## Exercise objective
From the Perdix drone text below, write out the passage from "William Kucinski" to "the test sortie." word for word.

## Text to read
•••

Perdix: Overwhelming Numbers and Success

January 25, 2017

William Kucinski

A Perdix drone utilizes two sets of spring-loaded carbon-fiber wings attached to a Kevlar composite fuselage and is propelled by a rear-facing push propeller powered by a lithium-polymer battery.

The Department of Defense’s Strategic Capabilities Office, in cooperation with the Naval Air Systems Command and MIT Lincoln Laboratory, recently announced that it has successfully tested a swarm of 103 autonomous Perdix micro-drones over the Naval Air Weapons Station at China Lake, CA. The drones operated as a group to complete four specific missions during the test sortie.

In October 2016, three F/A-18 Super Hornets released the drones from small, hardpoint-mounted pods during a flyby. The drones withstood Mach 0.6 ejection speeds and -10°C temperatures.

The test demonstrated Perdix’s collective, distributed decision-making intelligence and adaptive swarm flying behavior.

"Perdix are not pre-programmed synchronized individuals, they are a collective organism, sharing one distributed brain for decision-making and adapting to each other like swarms in nature," said William Roper, Director of the Strategic Capabilities Office.

•••

## Data lines
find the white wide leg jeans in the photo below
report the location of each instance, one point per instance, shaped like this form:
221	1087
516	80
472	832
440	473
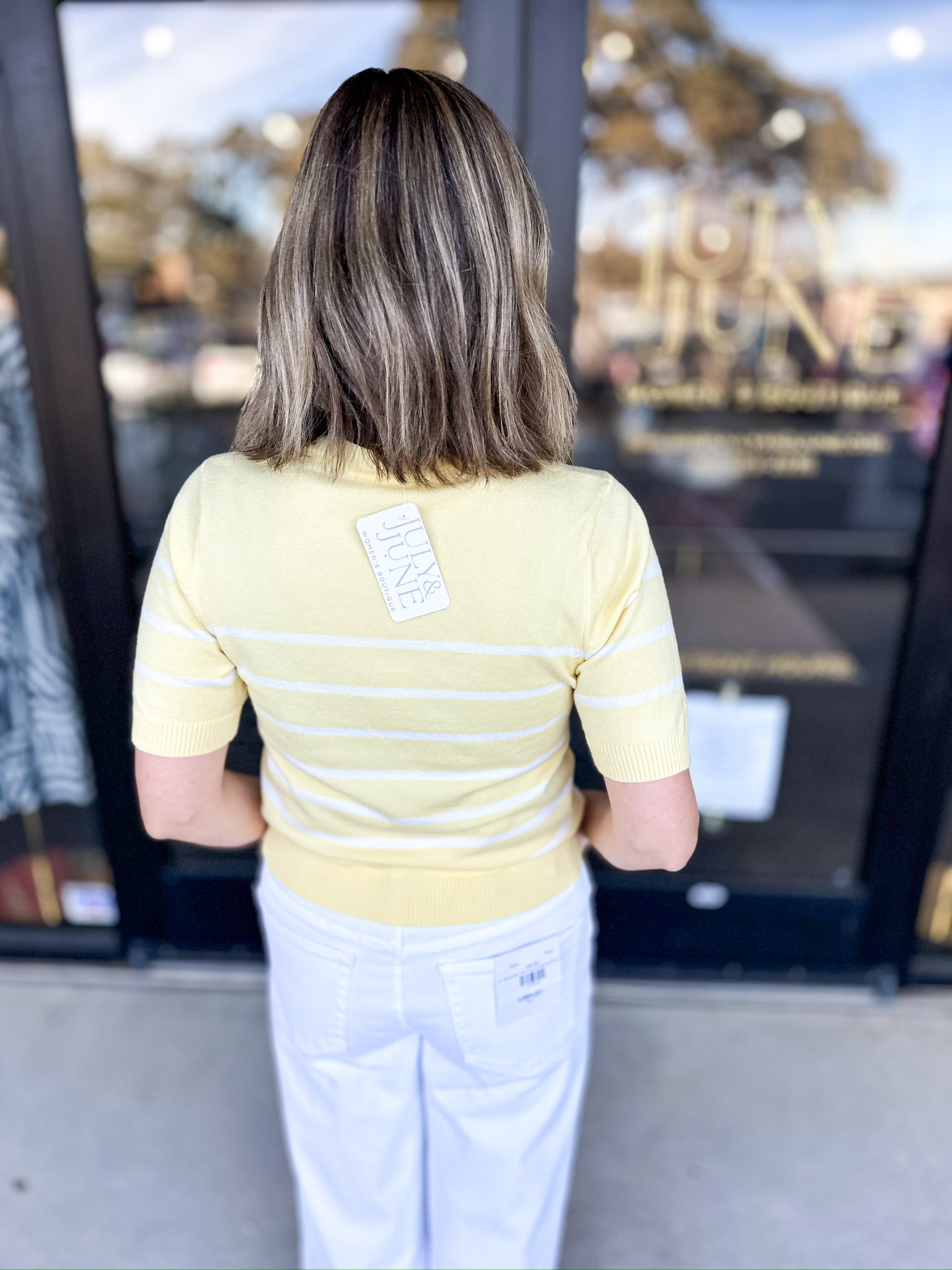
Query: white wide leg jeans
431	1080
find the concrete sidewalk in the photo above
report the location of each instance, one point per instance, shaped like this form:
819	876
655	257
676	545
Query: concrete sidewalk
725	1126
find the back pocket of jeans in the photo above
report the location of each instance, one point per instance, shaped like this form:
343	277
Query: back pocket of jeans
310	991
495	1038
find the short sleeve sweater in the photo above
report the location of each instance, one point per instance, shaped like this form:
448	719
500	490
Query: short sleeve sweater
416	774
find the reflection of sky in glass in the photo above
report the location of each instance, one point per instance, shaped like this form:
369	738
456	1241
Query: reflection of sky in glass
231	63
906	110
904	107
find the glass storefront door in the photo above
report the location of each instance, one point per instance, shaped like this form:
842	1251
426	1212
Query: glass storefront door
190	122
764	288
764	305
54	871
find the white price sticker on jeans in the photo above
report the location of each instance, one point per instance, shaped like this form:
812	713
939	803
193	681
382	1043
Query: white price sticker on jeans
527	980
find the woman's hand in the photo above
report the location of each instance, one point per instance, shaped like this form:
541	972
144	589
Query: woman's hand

•••

## Answer for this exercise
William Kucinski

A Perdix drone utilizes two sets of spring-loaded carbon-fiber wings attached to a Kevlar composite fuselage and is propelled by a rear-facing push propeller powered by a lithium-polymer battery.

The Department of Defense’s Strategic Capabilities Office, in cooperation with the Naval Air Systems Command and MIT Lincoln Laboratory, recently announced that it has successfully tested a swarm of 103 autonomous Perdix micro-drones over the Naval Air Weapons Station at China Lake, CA. The drones operated as a group to complete four specific missions during the test sortie.